Look for the line with "Indicate the cabinet" in the entries below, then extract that line and all lines after it exactly, with pictures left out.

---------- INPUT DATA

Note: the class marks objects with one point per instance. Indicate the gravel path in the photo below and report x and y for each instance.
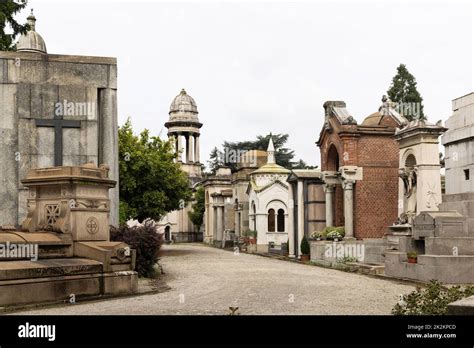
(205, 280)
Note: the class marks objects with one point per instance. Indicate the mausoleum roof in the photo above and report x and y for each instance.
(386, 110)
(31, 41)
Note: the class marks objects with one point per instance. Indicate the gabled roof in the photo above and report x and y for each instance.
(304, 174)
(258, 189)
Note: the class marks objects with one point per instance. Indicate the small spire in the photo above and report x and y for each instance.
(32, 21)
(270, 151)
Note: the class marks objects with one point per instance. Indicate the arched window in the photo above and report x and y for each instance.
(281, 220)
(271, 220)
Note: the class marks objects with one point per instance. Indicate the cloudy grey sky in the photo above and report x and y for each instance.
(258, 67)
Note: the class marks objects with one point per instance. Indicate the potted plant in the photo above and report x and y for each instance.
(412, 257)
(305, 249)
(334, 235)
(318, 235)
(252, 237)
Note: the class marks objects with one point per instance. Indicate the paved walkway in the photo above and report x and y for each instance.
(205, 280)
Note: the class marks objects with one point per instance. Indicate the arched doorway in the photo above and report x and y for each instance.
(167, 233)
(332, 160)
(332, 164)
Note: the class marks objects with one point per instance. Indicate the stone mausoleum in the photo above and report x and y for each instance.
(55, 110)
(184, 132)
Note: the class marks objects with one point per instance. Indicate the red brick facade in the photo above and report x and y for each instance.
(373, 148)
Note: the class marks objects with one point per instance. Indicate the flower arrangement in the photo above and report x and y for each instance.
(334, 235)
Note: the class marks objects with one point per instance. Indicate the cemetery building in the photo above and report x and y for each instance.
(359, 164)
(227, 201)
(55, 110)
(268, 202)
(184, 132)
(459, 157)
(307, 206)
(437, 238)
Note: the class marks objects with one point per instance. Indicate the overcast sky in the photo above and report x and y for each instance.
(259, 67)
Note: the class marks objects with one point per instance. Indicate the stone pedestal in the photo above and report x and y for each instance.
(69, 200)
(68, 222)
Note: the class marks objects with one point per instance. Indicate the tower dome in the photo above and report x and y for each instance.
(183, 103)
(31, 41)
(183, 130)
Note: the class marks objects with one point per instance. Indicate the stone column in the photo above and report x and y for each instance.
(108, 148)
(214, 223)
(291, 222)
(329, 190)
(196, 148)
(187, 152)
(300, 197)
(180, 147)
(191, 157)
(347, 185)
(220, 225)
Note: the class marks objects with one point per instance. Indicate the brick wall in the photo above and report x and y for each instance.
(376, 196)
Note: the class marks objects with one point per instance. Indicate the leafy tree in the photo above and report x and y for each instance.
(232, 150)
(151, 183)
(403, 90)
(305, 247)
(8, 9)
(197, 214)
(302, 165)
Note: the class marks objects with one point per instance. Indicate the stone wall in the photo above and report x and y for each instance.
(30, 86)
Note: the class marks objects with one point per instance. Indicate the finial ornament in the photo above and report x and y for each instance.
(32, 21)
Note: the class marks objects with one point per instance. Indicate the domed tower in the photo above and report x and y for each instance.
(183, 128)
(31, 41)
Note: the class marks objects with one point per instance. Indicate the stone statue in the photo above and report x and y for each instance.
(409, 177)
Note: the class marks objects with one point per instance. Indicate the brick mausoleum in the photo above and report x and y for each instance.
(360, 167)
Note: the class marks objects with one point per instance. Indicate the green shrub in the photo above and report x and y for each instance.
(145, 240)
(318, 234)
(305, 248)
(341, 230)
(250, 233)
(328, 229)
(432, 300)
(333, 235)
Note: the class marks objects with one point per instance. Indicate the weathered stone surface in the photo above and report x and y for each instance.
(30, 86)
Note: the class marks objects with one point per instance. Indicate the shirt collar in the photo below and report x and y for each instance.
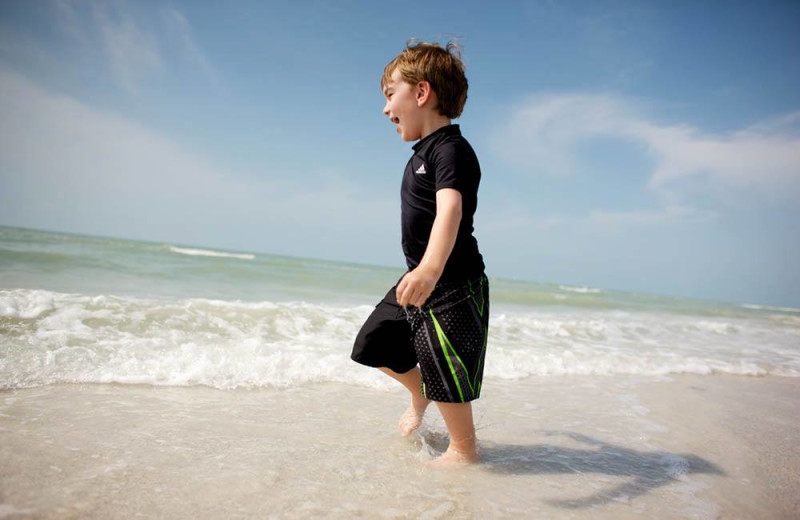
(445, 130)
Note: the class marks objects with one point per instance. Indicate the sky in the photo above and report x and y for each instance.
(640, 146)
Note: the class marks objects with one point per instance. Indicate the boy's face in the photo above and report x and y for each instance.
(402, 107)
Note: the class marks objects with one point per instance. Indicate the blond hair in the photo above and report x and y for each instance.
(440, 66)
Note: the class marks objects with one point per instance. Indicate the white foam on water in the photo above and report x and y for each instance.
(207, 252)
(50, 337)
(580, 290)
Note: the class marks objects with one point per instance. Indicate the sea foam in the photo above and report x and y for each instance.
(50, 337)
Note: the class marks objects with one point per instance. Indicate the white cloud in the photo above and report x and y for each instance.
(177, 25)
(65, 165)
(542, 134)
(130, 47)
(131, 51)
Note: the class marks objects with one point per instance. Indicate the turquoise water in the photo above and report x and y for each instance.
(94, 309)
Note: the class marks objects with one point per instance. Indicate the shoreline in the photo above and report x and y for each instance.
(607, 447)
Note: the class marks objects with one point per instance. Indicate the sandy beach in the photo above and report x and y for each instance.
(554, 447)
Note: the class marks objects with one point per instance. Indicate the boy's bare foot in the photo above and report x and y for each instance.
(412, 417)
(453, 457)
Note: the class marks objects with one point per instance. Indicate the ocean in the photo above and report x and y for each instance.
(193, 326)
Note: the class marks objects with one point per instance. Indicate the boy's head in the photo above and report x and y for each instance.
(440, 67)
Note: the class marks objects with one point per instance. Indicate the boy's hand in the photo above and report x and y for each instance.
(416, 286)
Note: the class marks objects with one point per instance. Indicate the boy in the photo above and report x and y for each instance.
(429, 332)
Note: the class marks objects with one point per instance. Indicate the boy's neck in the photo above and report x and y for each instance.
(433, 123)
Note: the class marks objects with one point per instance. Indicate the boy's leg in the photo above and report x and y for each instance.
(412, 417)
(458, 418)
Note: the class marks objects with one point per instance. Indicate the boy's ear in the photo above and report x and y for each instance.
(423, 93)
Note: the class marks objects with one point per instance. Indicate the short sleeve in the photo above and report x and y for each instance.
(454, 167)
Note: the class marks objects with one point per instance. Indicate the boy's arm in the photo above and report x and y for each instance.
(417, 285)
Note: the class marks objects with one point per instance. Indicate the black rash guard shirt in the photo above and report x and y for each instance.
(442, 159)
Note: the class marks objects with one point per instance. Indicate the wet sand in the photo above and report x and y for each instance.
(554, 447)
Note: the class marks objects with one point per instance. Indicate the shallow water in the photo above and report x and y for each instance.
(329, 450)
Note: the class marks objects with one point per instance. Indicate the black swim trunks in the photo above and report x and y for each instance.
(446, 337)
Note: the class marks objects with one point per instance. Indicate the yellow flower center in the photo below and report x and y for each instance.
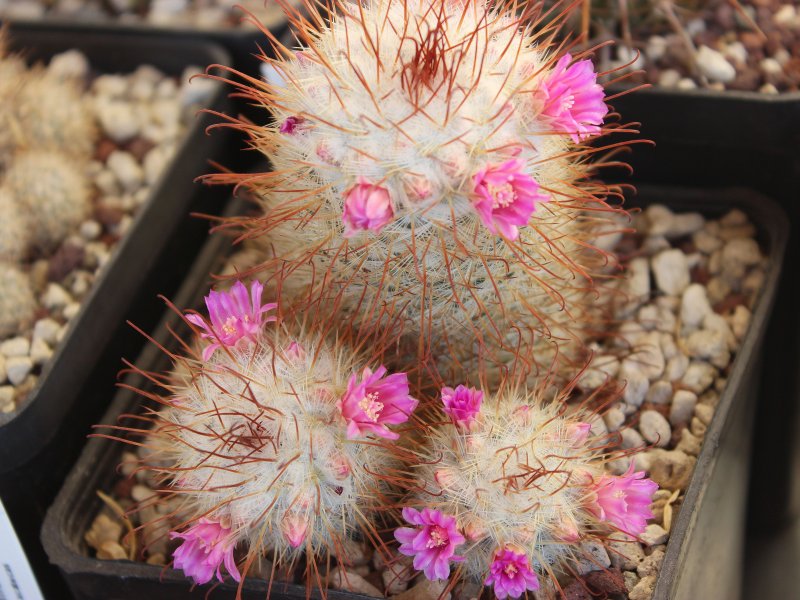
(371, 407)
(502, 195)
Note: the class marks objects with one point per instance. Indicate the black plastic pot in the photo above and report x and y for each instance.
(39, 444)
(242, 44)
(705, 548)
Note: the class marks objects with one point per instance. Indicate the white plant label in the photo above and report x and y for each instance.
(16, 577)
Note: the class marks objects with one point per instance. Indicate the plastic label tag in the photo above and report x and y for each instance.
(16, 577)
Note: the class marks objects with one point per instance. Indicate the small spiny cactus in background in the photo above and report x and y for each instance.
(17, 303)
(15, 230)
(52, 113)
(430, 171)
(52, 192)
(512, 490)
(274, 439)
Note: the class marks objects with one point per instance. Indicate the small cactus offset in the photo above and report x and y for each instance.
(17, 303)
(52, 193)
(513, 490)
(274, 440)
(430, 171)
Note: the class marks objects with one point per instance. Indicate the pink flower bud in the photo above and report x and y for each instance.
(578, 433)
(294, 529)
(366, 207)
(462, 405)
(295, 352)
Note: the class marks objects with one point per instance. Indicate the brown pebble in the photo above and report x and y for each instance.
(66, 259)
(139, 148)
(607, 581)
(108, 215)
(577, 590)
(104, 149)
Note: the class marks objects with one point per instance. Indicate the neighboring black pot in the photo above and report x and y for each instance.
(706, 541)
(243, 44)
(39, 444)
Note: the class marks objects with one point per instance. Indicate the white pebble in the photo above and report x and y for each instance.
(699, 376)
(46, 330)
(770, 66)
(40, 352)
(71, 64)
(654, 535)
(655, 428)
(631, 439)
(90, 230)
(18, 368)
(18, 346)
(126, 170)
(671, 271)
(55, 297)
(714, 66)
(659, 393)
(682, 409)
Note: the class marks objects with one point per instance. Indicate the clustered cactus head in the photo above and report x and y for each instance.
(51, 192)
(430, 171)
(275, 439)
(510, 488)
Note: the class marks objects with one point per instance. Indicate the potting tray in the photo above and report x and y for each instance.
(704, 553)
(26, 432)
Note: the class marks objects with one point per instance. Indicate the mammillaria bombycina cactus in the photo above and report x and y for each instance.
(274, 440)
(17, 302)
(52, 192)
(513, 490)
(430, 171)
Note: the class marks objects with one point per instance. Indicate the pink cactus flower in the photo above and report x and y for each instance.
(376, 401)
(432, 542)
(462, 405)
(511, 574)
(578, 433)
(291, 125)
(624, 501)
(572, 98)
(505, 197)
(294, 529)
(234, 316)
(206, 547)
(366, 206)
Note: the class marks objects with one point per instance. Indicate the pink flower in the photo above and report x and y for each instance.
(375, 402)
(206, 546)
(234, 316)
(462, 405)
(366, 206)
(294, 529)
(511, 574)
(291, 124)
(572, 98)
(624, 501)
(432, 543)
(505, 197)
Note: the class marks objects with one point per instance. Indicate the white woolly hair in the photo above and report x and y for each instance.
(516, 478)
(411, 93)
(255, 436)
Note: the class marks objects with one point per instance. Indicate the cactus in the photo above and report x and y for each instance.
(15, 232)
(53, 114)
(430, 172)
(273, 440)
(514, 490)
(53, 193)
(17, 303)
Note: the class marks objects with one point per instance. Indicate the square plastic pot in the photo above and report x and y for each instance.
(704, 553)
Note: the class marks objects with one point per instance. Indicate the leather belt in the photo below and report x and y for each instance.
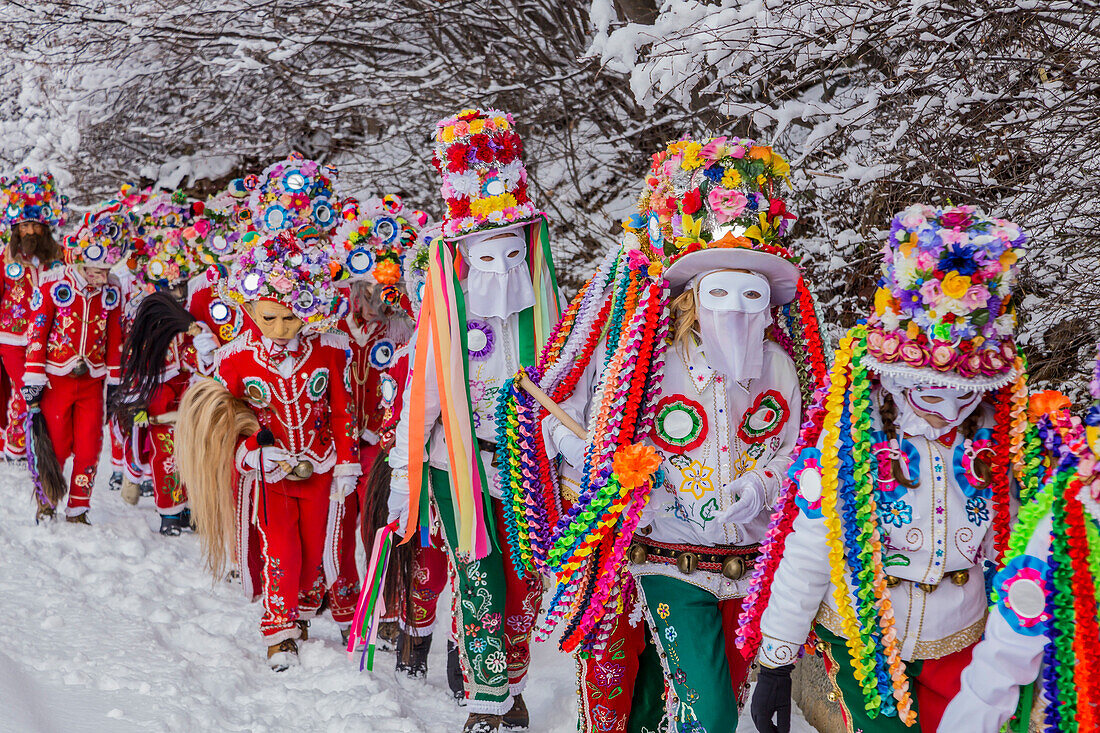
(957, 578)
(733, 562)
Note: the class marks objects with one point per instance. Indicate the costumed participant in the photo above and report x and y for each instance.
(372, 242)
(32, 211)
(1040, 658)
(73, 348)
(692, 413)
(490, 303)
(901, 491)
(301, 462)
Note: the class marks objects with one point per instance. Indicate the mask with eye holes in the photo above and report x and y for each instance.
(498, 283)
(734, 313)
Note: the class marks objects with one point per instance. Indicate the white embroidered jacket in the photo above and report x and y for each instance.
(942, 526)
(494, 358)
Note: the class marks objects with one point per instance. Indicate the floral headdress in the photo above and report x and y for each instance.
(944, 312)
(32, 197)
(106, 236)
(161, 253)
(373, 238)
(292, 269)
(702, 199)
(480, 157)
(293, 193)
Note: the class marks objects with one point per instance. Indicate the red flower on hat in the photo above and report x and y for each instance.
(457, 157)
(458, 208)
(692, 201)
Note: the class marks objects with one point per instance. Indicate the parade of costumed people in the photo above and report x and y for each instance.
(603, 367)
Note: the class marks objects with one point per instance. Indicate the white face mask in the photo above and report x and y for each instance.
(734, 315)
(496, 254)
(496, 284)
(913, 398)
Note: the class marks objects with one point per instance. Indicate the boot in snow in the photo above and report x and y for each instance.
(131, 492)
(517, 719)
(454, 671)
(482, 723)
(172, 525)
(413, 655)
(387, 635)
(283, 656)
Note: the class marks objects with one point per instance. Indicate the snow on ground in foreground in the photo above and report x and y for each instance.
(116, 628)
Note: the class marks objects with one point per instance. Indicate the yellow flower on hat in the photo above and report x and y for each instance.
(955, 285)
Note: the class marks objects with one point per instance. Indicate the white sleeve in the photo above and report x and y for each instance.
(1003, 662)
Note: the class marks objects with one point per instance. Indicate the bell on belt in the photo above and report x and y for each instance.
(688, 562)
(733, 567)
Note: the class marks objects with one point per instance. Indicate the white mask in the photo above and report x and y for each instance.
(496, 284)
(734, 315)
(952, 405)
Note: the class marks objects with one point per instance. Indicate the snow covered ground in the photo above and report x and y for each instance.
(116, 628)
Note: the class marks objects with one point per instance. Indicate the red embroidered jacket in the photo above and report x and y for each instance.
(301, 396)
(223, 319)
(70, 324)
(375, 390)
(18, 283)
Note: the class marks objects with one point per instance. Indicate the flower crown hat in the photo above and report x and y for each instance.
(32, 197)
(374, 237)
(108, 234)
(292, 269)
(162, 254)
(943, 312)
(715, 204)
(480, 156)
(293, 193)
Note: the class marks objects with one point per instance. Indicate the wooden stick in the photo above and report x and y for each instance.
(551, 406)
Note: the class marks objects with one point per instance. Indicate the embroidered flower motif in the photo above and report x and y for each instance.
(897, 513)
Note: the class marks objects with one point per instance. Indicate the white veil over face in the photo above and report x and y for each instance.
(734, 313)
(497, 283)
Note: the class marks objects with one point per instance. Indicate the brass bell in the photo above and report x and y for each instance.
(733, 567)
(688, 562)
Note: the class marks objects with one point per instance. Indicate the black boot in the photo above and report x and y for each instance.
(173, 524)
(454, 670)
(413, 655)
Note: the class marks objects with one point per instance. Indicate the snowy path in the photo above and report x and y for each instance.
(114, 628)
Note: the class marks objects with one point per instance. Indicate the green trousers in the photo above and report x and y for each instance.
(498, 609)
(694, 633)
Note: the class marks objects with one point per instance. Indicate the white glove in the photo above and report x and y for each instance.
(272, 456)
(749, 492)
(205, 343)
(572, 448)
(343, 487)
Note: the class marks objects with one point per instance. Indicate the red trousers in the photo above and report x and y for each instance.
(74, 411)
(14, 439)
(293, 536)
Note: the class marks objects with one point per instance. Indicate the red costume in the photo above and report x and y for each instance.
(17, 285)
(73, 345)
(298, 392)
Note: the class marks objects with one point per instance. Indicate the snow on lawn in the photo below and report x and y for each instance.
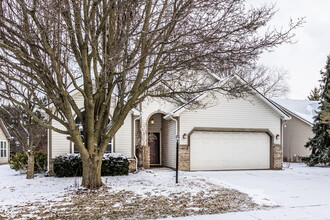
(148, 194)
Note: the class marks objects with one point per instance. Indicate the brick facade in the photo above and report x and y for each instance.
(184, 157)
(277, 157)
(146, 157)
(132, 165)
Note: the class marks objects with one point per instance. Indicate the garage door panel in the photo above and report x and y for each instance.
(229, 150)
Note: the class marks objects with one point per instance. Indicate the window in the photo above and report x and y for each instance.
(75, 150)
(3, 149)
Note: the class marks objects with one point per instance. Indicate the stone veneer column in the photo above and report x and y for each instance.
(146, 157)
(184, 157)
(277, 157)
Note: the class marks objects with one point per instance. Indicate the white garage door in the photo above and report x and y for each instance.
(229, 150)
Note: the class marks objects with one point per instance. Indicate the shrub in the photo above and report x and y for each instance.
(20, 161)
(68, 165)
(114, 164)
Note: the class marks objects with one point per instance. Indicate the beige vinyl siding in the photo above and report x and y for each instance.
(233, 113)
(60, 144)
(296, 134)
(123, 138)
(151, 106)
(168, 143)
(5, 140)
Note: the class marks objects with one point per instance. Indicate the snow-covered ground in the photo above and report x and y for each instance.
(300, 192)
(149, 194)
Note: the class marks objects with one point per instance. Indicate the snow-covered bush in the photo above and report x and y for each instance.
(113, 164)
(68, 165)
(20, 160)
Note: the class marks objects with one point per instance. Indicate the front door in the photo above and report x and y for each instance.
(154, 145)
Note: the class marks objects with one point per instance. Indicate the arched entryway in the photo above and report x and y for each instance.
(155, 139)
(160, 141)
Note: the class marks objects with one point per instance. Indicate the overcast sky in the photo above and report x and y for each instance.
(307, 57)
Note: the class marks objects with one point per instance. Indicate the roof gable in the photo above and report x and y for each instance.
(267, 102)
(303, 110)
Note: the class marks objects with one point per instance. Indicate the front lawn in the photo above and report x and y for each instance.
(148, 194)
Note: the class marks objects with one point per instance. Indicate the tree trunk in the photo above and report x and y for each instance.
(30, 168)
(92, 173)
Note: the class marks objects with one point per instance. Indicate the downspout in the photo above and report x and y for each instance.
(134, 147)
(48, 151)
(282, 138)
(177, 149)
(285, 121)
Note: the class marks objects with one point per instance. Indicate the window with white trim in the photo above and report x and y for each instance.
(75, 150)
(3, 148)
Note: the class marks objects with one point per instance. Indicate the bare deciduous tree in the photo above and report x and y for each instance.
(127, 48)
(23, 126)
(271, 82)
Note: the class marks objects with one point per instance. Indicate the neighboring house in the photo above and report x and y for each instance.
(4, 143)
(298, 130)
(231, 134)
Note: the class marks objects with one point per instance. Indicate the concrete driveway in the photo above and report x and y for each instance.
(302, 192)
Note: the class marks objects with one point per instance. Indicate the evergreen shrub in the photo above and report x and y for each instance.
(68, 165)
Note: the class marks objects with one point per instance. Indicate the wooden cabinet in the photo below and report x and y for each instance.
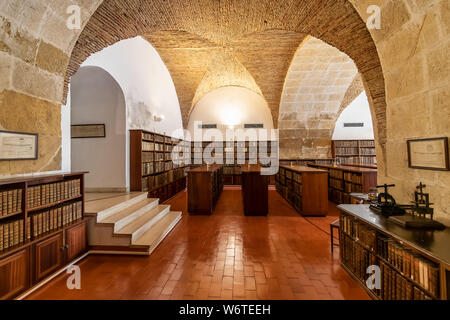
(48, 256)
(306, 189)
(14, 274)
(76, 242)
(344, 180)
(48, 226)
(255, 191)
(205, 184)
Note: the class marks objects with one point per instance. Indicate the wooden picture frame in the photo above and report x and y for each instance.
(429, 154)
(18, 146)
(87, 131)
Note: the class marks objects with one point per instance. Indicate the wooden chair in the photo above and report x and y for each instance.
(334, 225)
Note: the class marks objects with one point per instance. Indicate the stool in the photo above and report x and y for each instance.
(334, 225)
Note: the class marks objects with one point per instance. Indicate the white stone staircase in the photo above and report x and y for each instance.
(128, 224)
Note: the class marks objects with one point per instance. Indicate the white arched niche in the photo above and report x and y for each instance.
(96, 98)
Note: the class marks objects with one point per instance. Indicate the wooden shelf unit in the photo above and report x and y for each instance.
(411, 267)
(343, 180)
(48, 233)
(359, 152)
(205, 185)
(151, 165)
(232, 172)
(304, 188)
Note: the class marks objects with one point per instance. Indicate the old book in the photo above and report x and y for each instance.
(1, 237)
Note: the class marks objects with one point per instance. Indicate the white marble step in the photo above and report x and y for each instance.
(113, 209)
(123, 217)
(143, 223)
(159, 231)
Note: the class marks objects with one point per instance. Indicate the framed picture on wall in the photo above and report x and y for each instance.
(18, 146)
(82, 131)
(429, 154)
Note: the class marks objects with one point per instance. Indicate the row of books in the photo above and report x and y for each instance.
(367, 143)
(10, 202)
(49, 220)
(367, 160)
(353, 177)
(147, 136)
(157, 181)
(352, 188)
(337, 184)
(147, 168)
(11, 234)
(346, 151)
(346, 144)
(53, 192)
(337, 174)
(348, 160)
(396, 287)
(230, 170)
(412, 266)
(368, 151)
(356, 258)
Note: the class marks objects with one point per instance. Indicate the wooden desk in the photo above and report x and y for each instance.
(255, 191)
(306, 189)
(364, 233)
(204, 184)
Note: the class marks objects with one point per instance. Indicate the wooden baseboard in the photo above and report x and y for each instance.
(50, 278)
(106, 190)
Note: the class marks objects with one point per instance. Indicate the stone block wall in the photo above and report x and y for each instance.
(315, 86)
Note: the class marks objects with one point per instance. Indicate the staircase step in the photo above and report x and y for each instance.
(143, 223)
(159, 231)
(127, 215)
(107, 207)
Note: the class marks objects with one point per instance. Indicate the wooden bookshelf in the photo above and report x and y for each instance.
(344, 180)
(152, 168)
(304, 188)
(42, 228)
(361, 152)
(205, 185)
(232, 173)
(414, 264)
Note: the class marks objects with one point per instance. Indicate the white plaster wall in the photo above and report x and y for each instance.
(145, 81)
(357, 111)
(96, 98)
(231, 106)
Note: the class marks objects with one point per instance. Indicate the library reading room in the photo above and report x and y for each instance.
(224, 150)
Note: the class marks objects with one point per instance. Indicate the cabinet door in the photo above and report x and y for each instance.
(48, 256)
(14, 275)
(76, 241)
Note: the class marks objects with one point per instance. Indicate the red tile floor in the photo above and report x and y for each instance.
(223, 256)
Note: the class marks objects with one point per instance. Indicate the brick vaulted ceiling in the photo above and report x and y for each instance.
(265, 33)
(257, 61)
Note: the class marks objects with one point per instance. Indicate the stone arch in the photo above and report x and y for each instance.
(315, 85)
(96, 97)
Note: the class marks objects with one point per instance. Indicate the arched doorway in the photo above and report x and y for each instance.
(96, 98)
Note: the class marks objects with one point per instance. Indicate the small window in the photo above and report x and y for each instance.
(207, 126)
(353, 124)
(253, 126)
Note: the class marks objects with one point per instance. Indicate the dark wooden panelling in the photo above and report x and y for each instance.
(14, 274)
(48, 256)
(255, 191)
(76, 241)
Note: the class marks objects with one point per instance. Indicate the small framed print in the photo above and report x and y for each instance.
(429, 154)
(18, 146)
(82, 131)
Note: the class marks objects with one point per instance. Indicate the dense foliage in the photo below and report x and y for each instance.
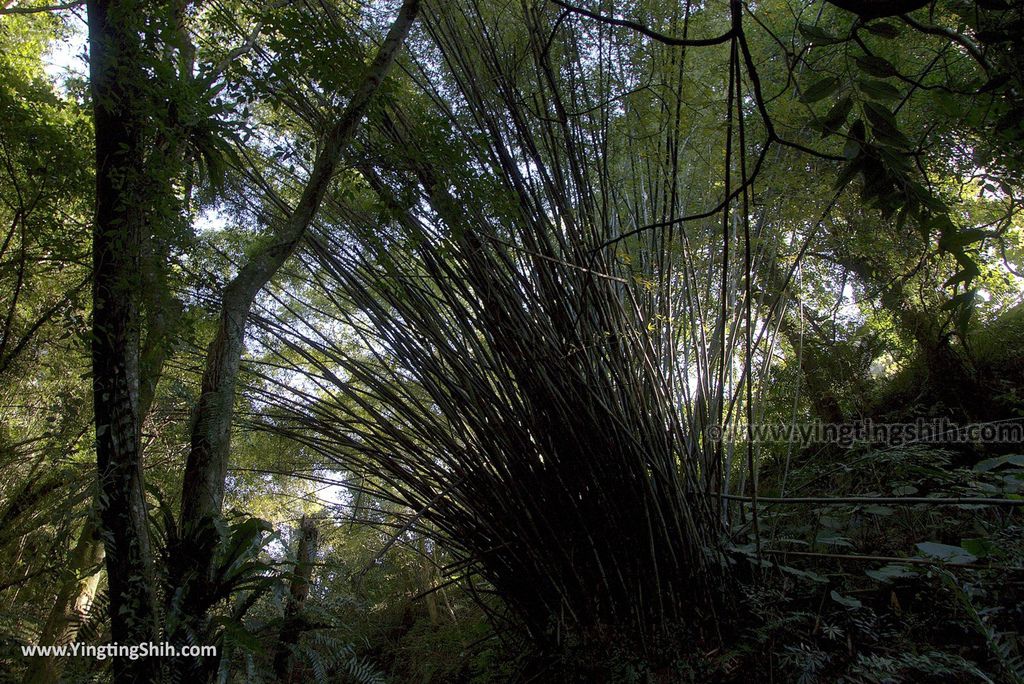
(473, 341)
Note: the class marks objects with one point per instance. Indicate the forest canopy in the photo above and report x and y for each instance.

--------------------

SOLUTION TO THE EXERCISE:
Note: the class marks objects with one point per instance. Indicate the cabinet door in the photo above and report x and y for each instance.
(48, 256)
(14, 275)
(76, 241)
Note: the class marks objects with one point per instance. Indicate the red tile floor in the photo above and report x and y for each instance.
(223, 256)
Note: the class marks objects with one point per instance. Indicate the brick vaulted ceiling in the photo above and report x and y for each instance.
(265, 33)
(257, 61)
Note: the class marks objects with one point per instance. Indicate the stone arch in the photo above and report x and y for each instance.
(315, 85)
(96, 97)
Note: the class marks objects with one point per instance. Indicate the arched doorway in the photo above and report x and y for each instance.
(96, 98)
Note: the class marks objects with one point per instance. Indicate the small window in the photo above and report x and y for each instance.
(207, 126)
(353, 124)
(253, 126)
Note: the class marks objects with one point per instance. Indicate the dark wooden panelling in the photo above and report x and y for each instance.
(14, 274)
(48, 256)
(255, 191)
(76, 241)
Note: the class marks objects with one point per instance. Indicate the small framed print in the photo above and report x and y for each instance.
(429, 154)
(18, 146)
(82, 131)
Note: the class marks objects with one point per instance. Indicate the dense foliage in the photo below and report x and y for each instance.
(473, 341)
Note: the class marks objects with one point per instance. Indicate the forest canopy in the photo above and report x and y for each instance.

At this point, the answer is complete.